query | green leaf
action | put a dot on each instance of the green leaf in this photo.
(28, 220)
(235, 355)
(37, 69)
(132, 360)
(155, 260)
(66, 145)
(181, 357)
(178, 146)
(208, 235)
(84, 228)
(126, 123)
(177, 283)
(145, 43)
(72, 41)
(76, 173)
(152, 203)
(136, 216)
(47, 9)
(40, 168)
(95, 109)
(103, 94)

EXERCISE INSTRUCTIONS: Retype the entries shown above. Keep every word exactly as it is.

SOLVED EXERCISE:
query | green leaf
action | put a dot on each instance of the green leaf in this photo.
(28, 220)
(235, 355)
(37, 69)
(132, 360)
(155, 260)
(66, 145)
(181, 357)
(178, 146)
(208, 235)
(84, 228)
(126, 123)
(177, 283)
(145, 43)
(72, 41)
(76, 173)
(152, 203)
(136, 216)
(47, 9)
(40, 168)
(95, 109)
(103, 94)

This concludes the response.